* **PROMPT**
Starting at the line that has "of the palm" and running through the final line of the records, can you write out every line again, requests included, with each x and y coordinate in the answers multiplied by 0.65 and rounded to a whole number, halves rounding up?

* **RECORD EXTRACTS**
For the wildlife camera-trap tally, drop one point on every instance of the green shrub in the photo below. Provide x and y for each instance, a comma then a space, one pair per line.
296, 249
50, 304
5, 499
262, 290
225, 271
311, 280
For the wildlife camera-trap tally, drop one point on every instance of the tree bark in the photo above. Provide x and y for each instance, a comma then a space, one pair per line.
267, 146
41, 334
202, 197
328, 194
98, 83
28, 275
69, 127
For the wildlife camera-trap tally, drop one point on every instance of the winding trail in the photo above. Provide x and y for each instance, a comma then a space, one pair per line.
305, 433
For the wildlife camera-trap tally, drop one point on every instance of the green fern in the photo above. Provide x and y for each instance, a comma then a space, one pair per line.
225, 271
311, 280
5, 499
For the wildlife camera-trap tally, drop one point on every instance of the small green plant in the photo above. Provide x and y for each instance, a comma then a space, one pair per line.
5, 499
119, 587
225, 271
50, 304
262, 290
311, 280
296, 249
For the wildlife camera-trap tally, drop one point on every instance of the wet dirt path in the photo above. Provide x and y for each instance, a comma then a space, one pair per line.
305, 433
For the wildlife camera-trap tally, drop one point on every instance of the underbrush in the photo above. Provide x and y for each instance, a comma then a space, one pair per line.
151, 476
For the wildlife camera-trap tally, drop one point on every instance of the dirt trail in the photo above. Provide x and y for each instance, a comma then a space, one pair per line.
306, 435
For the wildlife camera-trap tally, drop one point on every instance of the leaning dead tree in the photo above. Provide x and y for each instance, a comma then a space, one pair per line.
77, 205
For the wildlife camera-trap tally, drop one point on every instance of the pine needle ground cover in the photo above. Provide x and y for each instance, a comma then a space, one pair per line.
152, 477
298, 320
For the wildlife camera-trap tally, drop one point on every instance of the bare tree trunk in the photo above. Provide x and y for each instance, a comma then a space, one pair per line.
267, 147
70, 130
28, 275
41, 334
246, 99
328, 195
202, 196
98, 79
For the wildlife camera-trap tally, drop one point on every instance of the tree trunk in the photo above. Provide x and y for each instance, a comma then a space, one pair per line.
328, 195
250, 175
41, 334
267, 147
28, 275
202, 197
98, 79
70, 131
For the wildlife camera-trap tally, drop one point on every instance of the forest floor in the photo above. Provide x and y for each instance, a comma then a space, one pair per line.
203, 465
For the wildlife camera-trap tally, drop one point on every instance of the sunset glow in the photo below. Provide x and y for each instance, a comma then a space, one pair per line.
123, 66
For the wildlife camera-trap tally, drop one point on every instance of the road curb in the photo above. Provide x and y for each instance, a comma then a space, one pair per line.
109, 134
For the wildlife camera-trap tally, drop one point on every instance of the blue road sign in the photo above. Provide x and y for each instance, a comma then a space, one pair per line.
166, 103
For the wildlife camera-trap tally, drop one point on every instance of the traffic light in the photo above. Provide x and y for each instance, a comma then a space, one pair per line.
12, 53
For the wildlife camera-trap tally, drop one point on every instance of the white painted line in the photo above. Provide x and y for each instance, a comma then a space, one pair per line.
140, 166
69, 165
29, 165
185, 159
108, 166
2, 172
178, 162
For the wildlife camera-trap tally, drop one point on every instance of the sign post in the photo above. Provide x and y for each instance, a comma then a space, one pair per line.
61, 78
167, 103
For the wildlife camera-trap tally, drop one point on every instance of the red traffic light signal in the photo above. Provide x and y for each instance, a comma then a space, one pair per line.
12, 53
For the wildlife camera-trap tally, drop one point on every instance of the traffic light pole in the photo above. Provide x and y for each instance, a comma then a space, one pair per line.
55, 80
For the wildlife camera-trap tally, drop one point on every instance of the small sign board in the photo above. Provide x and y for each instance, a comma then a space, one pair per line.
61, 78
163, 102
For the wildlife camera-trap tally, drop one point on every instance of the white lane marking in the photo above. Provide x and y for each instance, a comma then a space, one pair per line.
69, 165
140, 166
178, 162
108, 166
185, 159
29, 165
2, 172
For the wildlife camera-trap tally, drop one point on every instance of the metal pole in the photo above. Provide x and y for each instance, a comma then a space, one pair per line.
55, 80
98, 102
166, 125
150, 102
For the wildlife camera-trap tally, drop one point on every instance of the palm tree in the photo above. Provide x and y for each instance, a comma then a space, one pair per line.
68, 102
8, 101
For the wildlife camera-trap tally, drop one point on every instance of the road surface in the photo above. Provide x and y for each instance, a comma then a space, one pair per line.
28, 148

* **SOLUTION TO THIS TASK**
For the wildlife camera-trap tally, drop one point on every instance of the palm tree in the photo above. Provide x and y for each instance, a comma then a space, one pair per line.
44, 66
5, 66
For the wildlife camera-trap tally, drop one point on every instance of the road surface in the photo above. Provide x and y for each instance, a comma then a space, one pair per line.
18, 96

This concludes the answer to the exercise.